**AVAILABLE RECORDS:**
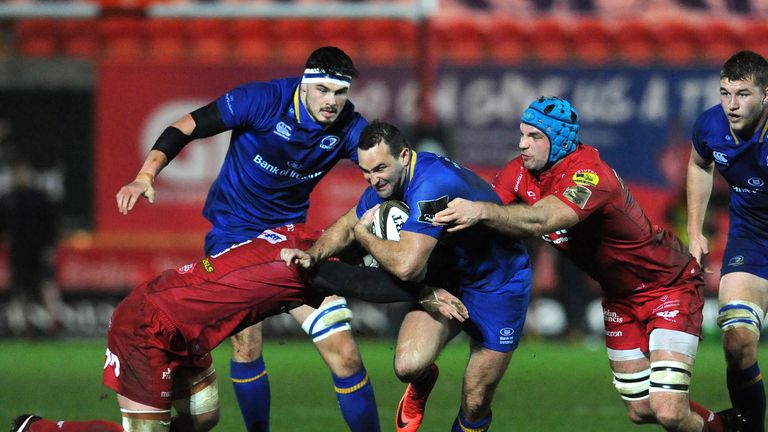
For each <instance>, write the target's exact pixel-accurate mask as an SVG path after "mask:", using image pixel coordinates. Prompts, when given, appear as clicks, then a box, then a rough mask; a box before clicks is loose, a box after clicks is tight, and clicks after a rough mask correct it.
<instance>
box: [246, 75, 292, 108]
mask: <svg viewBox="0 0 768 432" xmlns="http://www.w3.org/2000/svg"><path fill="white" fill-rule="evenodd" d="M299 83H300V80H299V78H296V77H291V78H278V79H273V80H270V81H251V82H247V83H244V84H242V85H240V87H239V88H240V89H242V90H244V91H245V92H246V93H247V94H248V95H249V96H250V97H252V98H256V99H263V100H265V101H267V102H274V101H276V100H280V101H289V100H291V99H292V98H293V94H294V92H295V90H296V88H297V86H298V85H299Z"/></svg>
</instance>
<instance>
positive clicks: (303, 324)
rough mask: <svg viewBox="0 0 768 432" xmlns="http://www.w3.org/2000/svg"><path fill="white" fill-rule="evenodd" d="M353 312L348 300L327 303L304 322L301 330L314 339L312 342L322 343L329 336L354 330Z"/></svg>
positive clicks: (341, 299)
mask: <svg viewBox="0 0 768 432" xmlns="http://www.w3.org/2000/svg"><path fill="white" fill-rule="evenodd" d="M350 321H352V311H351V310H349V307H347V300H346V299H343V298H342V299H338V300H334V301H332V302H330V303H326V304H324V305H322V306H320V308H319V309H318V310H316V311H314V312H312V314H311V315H310V316H308V317H307V319H306V320H304V323H302V324H301V328H302V329H304V331H305V332H307V334H308V335H310V336H311V337H312V341H314V342H320V341H321V340H323V339H325V338H327V337H328V336H330V335H332V334H334V333H338V332H340V331H345V330H352V326H351V325H349V322H350Z"/></svg>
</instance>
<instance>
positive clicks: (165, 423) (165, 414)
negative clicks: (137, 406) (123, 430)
mask: <svg viewBox="0 0 768 432" xmlns="http://www.w3.org/2000/svg"><path fill="white" fill-rule="evenodd" d="M120 413H121V414H122V416H123V429H125V430H126V432H169V431H170V430H171V421H170V420H160V419H159V418H160V417H170V416H171V410H158V411H145V410H126V409H120Z"/></svg>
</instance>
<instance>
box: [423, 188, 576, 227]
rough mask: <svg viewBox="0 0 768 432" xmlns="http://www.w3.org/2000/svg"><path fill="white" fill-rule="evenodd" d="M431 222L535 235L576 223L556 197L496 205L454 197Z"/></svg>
mask: <svg viewBox="0 0 768 432" xmlns="http://www.w3.org/2000/svg"><path fill="white" fill-rule="evenodd" d="M434 223H436V224H442V225H448V226H449V228H448V231H450V232H453V231H459V230H462V229H465V228H469V227H470V226H472V225H476V224H478V223H482V224H483V225H485V226H487V227H490V228H492V229H494V230H496V231H499V232H501V233H503V234H505V235H508V236H512V237H518V238H524V237H538V236H542V235H545V234H549V233H551V232H555V231H557V230H560V229H565V228H570V227H572V226H574V225H576V224H577V223H579V217H578V215H577V214H576V212H575V211H574V210H573V209H572V208H570V207H568V205H566V204H565V203H564V202H562V201H560V200H559V199H558V198H557V197H554V196H551V195H550V196H547V197H545V198H543V199H542V200H540V201H538V202H537V203H535V204H534V205H532V206H530V205H526V204H509V205H506V206H504V205H498V204H494V203H491V202H482V201H467V200H465V199H463V198H456V199H454V200H453V201H451V202H450V203H448V208H446V209H445V210H443V211H441V212H439V213H438V214H436V215H435V218H434Z"/></svg>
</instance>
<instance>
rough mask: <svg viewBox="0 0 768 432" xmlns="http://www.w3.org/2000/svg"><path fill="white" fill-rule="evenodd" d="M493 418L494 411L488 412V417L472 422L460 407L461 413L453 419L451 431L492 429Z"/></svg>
mask: <svg viewBox="0 0 768 432" xmlns="http://www.w3.org/2000/svg"><path fill="white" fill-rule="evenodd" d="M492 419H493V413H490V414H488V417H485V418H481V419H480V420H477V421H473V422H471V421H469V420H467V419H466V418H464V413H462V412H461V409H459V415H457V416H456V420H454V421H453V427H451V432H485V431H487V430H488V429H490V427H491V420H492Z"/></svg>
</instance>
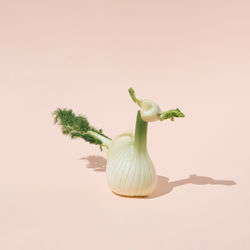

**WHAT THE TASK ASKS:**
Return the whole listing, word for word, and leave out every picture.

**RESULT OF THIS TASK:**
For each <instance>, write the target's exact pixel-accurate mask as an SVG path after "mask:", using image pixel coordinates. Prompts, when given, appear as clicks, then a box, then a rough mask; a box before clicks is loose, a box after clicks is tight, and clicks after a rough mask correct it.
<instance>
box: [246, 75, 292, 108]
mask: <svg viewBox="0 0 768 432" xmlns="http://www.w3.org/2000/svg"><path fill="white" fill-rule="evenodd" d="M299 83H300V80H299V78H296V77H291V78H278V79H273V80H270V81H251V82H247V83H244V84H242V85H240V87H239V88H240V89H242V90H244V91H245V92H246V93H247V94H248V95H249V96H250V97H252V98H256V99H263V100H265V101H267V102H274V101H276V100H280V101H289V100H291V99H292V98H293V94H294V92H295V90H296V88H297V86H298V85H299Z"/></svg>
</instance>
<instance>
positive clicks: (303, 324)
rough mask: <svg viewBox="0 0 768 432" xmlns="http://www.w3.org/2000/svg"><path fill="white" fill-rule="evenodd" d="M353 312L348 300L327 303L304 322L301 330L314 339L312 342L322 343L329 336L354 330Z"/></svg>
positive clicks: (341, 299)
mask: <svg viewBox="0 0 768 432" xmlns="http://www.w3.org/2000/svg"><path fill="white" fill-rule="evenodd" d="M350 321H352V311H351V310H349V307H347V300H346V299H343V298H342V299H338V300H334V301H332V302H330V303H326V304H324V305H322V306H320V308H319V309H318V310H316V311H314V312H312V314H311V315H310V316H308V317H307V319H306V320H304V323H302V324H301V328H302V329H304V331H305V332H307V334H308V335H310V336H311V337H312V341H314V342H320V341H321V340H323V339H325V338H327V337H328V336H330V335H332V334H334V333H338V332H340V331H345V330H352V326H351V325H349V322H350Z"/></svg>
</instance>
<instance>
positive clicks: (165, 423) (165, 414)
negative clicks: (137, 406) (123, 430)
mask: <svg viewBox="0 0 768 432" xmlns="http://www.w3.org/2000/svg"><path fill="white" fill-rule="evenodd" d="M120 413H121V414H122V416H123V429H125V430H126V432H169V431H170V430H171V421H170V420H160V419H159V418H160V417H170V416H171V410H158V411H145V410H126V409H120Z"/></svg>
</instance>
<instance>
box: [423, 188, 576, 227]
rough mask: <svg viewBox="0 0 768 432" xmlns="http://www.w3.org/2000/svg"><path fill="white" fill-rule="evenodd" d="M431 222L535 235L576 223L556 197L496 205L454 197Z"/></svg>
mask: <svg viewBox="0 0 768 432" xmlns="http://www.w3.org/2000/svg"><path fill="white" fill-rule="evenodd" d="M434 223H436V224H442V225H448V226H449V228H448V231H450V232H453V231H459V230H462V229H465V228H469V227H470V226H472V225H476V224H478V223H482V224H483V225H485V226H487V227H490V228H492V229H494V230H496V231H499V232H501V233H503V234H505V235H508V236H512V237H518V238H524V237H538V236H542V235H545V234H549V233H551V232H555V231H557V230H560V229H565V228H570V227H572V226H574V225H576V224H577V223H579V217H578V215H577V214H576V212H575V211H574V210H573V209H572V208H570V207H568V205H566V204H565V203H564V202H562V201H560V200H559V199H558V198H557V197H554V196H551V195H550V196H547V197H545V198H543V199H542V200H540V201H538V202H537V203H535V204H534V205H532V206H530V205H526V204H509V205H506V206H504V205H498V204H494V203H491V202H482V201H467V200H465V199H463V198H456V199H454V200H453V201H451V202H450V203H448V208H446V209H445V210H443V211H441V212H439V213H438V214H436V215H435V218H434Z"/></svg>
</instance>
<instance>
rough mask: <svg viewBox="0 0 768 432" xmlns="http://www.w3.org/2000/svg"><path fill="white" fill-rule="evenodd" d="M493 418L494 411L488 412V417L472 422L460 407L461 413L453 419L451 431L492 429Z"/></svg>
mask: <svg viewBox="0 0 768 432" xmlns="http://www.w3.org/2000/svg"><path fill="white" fill-rule="evenodd" d="M492 419H493V413H490V414H488V417H485V418H481V419H480V420H477V421H473V422H471V421H469V420H467V419H466V418H464V413H462V412H461V409H459V415H457V416H456V420H454V421H453V427H451V432H485V431H487V430H488V429H490V427H491V420H492Z"/></svg>
</instance>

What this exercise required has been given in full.